# Teks Bacaan
══════════════════════════════

Baiklah, biar saya bantu mendefinisikan apa itu cinta. Cinta tidak akan posesif, karena ia berdasarkan pada kepercayaan. Cinta tidak berbohong, karena betapa sakitnya mengasihi sesuatu dengan tulus namun ternyata bukan yang sesungguhnya, mengasihi yang semu. Cinta bukanlah obsesi, karena tak ada gunanya mencintai orang yang terlihat begitu sempurna namun tak pernah menjadikanmu prioritas. Cinta mendukung cita-cita pasangannya, karena tersiksa rasanya menghabiskan waktu dengan orang yang tidak memahami ambisimu, dan yang ambisinya tak bisa kau pahami. Cinta tak bisa diukur dengan betapa nyambung sebuah obrolan atau sebuah lelucon. Menemukan orang yang bisa memahami 'sisi anehmu' memang sulit, namun lebih bernilai menemukan orang yang mencintaimu bukan karena uang yang kau miliki, waktu yang kau curahkan mendengarkan keluhan yang tak kunjung usai, ataupun tenaga yang kau kerahkan agar ia tidak meninggalkanmu. Cinta itu tak perlu dikejar sedemikian rupa. Ia akan berkembang dengan sendirinya melalui ketulusan. Cinta adalah kedewasaan untuk melihat bahwa dalam pacaran sehat, tidak cukup dua orang yang saling mengagumi. Ia memerlukan dua orang yang saling menghargai, yang dewasa untuk menyadari bahwa dunia ini tak hanya milik berdua. Begitu banyak permasalahan dalam hidup ini dan pernyataan cinta tidak cukup untuk menjamin keberlangsungan pacaran sehat.

══════════════════════════════

# Bagian Data
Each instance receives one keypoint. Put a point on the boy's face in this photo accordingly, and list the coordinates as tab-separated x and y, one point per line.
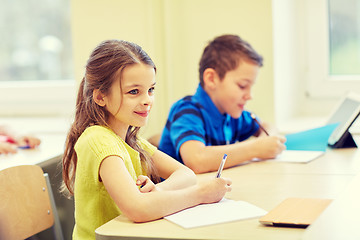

══════════════════════════════

# Arahan Tugas 1
Menurut teks tentang makna cinta, mengapa cinta tidak akan posesif?
# Arahan Tugas 2
Sambung teks tentang makna cinta mulai setelah kalimat terakhirnya.

# Jawaban Tertulis 1
Karena cinta berdasarkan pada kepercayaan.

# Jawaban Tertulis 2
Setiap perempuan perlu memahami ini karena salah satu hambatan terbesar dalam pacaran sehat adalah lingkungan pertemanan. Misalnya, ketika seorang laki-laki memberi coklat dan bunga di hari Valentine, teman-teman perempuan si A banyak yang berpendapat, "Aww, so sweet!" Padahal, di hari-hari lain, banyak kejadian dimana si A yang sedang sibuk mempersiapkan ujian harus meladeni kemarahan pacarnya karena si A tidak membalas LINE, walaupun kesibukkan tersebut sudah dikomunikasikan. Di sini biasanya si A akan merasionalisasi, "Ah, memang salah saya. Saya terlalu sibuk mengejar nilai sampai lupa pada pacar saya." Kadang teman-temannya pun berpendapat demikian karena ada yang dibiasakan untuk bertutur kata yang lembut dan tidak menyakitkan sebagai bentuk dukungan. Menasehati "YOLO aja" agar temannya memperjuangkan apa yang menurutnya membuat bahagia, toh hanya untuk "bodoh-bodohan" sementara. Ini tentu salah, sebab teman yang baik tidak akan membiarkan temannya terjerumus dalam hubungan yang tidak sehat, dan akan mengatakan yang sejujurnya. Kalau kaum perempuan terbiasa mendukung temannya untuk mengatasnamakan kebebasan memilih ketimbang akal sehat berbasis fakta, mengagungkan solidaritas ketimbang kenyataan pahit, dan berprinsip "asalkan bahagia di saat ini" sulit rasanya mencegah terjadinya kekerasan dalam hubungan.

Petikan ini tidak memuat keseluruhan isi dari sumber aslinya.